**BLOC DE TEXTE**

Les « désordres ethniques » à Bradford (Grande-Bretagne)

Marta Bolognani

Traduction, Maurice Blanc

Cet article présente les émeutes ethniques et les dispositifs institutionnels en Grande-Bretagne dans la période récente, puis les « désordres » de Bradford en 1995 et 2001. Si la controverse oppose explications « structurelles » et « culturelles », les données ethnographiques estompent cette opposition. Les Pakistanais de Bradford font une nette différence entre les événements de 1995 (décrits en termes de légitime défense, droits humains et citoyenneté) et ceux de 2001 (présentés dans un langage politique, ils sont construits autour de rituels pseudo initiatiques et d’épreuves de virilité). Les émeutiers ne sont ni les victimes du « système » ni les auteurs autonomes de violences gratuites. Il faut tenir compte de leurs marges de manœuvre avec les contraintes économiques et culturelles, et de l’histoire locale.


Document

L’Express du 02/08/2001

Les banlieues de l’apartheid

par Jean-Michel Demetz

Les émeutes de Bradford ont mis en évidence l’échec du modèle communautariste. A force de cultiver le droit à la différence, on aboutit au renforcement de l’exclusion

Comment mieux avouer que l’on s’attend à pire? La police du West Yorkshire confirme que cinq voitures blindées viennent de lui être prêtées par les forces de l’ordre basées en Irlande du Nord. C’est un sombre présage dans cette région du nord-est de l’Angleterre, en proie aux émeutes raciales depuis deux mois. Fin mai, à Oldham, ce sont des militants d’extrême droite qui ont inauguré la saison des troubles. Mais, en juin, à Burnley (trois nuits durant) et à Leeds, ce sont des jeunes originaires du sous-continent indien qui ont attaqué la police et pillé.

**CONSIGNE 1**
Restituez à l'identique l'intégralité du texte sur les émeutes de Bradford.

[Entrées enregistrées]
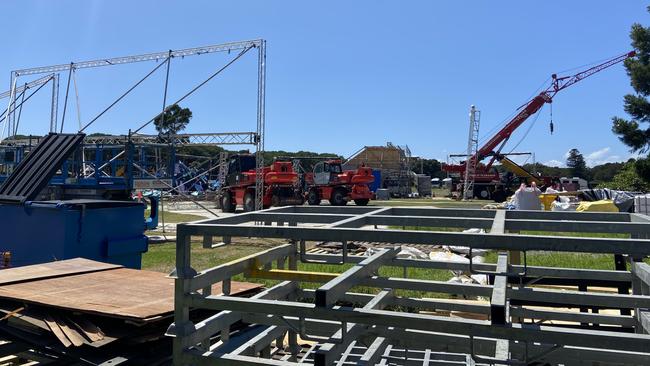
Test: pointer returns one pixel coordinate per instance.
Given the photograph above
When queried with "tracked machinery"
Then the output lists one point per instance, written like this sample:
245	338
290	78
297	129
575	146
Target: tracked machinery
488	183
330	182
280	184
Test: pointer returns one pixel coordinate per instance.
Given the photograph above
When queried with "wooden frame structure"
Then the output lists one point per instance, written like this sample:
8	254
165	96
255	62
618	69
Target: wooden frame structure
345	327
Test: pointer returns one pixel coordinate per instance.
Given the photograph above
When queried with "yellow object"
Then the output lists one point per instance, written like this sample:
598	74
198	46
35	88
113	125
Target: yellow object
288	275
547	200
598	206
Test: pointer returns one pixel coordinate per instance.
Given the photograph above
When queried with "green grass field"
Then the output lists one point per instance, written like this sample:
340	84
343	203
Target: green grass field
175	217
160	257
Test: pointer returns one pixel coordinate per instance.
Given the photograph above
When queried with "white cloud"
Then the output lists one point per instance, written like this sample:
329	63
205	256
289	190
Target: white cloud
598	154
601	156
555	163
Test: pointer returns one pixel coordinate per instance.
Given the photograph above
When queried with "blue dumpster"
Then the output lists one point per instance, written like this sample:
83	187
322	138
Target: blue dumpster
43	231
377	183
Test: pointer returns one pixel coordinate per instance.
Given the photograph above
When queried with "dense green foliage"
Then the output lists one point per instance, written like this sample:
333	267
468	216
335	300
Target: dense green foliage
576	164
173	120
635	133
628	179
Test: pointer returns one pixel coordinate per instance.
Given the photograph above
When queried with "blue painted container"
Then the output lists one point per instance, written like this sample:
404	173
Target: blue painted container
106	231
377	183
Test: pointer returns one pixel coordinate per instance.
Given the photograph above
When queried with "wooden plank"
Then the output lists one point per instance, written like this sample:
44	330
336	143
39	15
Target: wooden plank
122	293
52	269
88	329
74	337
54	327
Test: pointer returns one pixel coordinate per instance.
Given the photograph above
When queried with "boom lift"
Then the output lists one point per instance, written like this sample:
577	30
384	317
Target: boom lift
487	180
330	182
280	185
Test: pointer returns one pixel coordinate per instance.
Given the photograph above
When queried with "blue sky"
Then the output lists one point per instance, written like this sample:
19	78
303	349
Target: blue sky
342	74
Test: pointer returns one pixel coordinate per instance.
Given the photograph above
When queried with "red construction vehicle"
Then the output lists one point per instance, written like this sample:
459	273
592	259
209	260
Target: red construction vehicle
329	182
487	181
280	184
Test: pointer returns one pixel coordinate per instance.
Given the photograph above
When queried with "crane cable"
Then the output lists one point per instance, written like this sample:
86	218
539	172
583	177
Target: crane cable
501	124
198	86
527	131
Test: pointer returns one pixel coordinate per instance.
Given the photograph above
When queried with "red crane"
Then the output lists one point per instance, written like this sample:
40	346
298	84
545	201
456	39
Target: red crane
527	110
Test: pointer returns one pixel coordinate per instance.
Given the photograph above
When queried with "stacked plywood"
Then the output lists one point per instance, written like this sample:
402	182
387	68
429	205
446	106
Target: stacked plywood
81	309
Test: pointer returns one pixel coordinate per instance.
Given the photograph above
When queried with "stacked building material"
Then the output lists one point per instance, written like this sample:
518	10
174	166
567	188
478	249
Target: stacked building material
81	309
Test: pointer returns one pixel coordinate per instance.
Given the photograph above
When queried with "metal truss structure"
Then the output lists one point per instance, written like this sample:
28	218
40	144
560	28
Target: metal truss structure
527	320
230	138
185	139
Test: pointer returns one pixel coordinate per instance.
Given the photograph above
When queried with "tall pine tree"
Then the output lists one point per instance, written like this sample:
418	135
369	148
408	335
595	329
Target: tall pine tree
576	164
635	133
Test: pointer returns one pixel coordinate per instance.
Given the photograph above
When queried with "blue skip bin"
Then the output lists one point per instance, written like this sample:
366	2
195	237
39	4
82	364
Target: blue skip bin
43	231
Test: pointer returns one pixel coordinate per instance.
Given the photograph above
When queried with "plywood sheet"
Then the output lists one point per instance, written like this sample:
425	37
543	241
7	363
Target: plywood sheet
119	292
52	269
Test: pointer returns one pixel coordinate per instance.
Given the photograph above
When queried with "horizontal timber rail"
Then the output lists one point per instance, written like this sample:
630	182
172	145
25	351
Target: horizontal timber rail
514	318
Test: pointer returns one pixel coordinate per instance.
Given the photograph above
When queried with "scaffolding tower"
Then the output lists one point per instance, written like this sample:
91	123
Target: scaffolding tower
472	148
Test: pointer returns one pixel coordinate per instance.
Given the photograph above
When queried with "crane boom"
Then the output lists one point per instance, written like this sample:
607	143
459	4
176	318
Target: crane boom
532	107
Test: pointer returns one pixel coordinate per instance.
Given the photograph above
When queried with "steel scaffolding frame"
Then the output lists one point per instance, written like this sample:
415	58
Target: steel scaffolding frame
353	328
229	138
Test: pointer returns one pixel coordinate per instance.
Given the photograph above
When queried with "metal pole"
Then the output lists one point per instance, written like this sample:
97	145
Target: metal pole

--

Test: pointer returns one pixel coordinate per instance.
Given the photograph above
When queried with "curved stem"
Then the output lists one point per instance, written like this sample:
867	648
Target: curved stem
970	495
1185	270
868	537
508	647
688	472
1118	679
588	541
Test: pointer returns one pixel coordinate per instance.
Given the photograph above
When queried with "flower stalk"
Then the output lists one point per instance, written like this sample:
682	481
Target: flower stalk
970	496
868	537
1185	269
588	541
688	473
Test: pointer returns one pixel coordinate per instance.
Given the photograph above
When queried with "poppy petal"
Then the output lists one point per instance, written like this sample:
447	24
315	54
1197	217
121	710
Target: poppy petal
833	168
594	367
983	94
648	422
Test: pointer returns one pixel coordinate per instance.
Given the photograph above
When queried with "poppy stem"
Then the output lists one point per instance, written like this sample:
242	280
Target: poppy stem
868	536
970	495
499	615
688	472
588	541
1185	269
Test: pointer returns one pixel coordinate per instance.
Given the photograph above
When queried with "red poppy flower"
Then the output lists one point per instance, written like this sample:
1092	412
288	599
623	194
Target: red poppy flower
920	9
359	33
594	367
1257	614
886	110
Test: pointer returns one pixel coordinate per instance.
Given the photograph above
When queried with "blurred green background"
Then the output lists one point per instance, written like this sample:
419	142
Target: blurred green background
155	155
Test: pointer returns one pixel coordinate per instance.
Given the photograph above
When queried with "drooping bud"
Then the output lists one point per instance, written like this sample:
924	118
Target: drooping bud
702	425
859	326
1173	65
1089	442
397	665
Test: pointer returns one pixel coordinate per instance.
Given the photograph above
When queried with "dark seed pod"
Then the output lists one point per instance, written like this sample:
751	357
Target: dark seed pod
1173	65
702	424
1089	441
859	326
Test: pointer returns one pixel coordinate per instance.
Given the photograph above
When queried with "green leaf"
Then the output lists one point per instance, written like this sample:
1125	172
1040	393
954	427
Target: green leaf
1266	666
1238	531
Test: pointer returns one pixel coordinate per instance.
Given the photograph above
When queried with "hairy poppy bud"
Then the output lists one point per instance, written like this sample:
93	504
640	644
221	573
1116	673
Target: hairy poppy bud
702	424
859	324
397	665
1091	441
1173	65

**CONSIGNE 2**
Donnez le nombre de lignes des entrées qui contiennent la chaîne « material ». Répondez par ce nombre seul.

**RÉPONSE RÉDIGÉE 1**
Les « désordres ethniques » à Bradford (Grande-Bretagne)

Marta Bolognani

Traduction, Maurice Blanc

Cet article présente les émeutes ethniques et les dispositifs institutionnels en Grande-Bretagne dans la période récente, puis les « désordres » de Bradford en 1995 et 2001. Si la controverse oppose explications « structurelles » et « culturelles », les données ethnographiques estompent cette opposition. Les Pakistanais de Bradford font une nette différence entre les événements de 1995 (décrits en termes de légitime défense, droits humains et citoyenneté) et ceux de 2001 (présentés dans un langage politique, ils sont construits autour de rituels pseudo initiatiques et d’épreuves de virilité). Les émeutiers ne sont ni les victimes du « système » ni les auteurs autonomes de violences gratuites. Il faut tenir compte de leurs marges de manœuvre avec les contraintes économiques et culturelles, et de l’histoire locale.


Document

L’Express du 02/08/2001

Les banlieues de l’apartheid

par Jean-Michel Demetz

Les émeutes de Bradford ont mis en évidence l’échec du modèle communautariste. A force de cultiver le droit à la différence, on aboutit au renforcement de l’exclusion

Comment mieux avouer que l’on s’attend à pire? La police du West Yorkshire confirme que cinq voitures blindées viennent de lui être prêtées par les forces de l’ordre basées en Irlande du Nord. C’est un sombre présage dans cette région du nord-est de l’Angleterre, en proie aux émeutes raciales depuis deux mois. Fin mai, à Oldham, ce sont des militants d’extrême droite qui ont inauguré la saison des troubles. Mais, en juin, à Burnley (trois nuits durant) et à Leeds, ce sont des jeunes originaires du sous-continent indien qui ont attaqué la police et pillé.

**RÉPONSE RÉDIGÉE 2**
2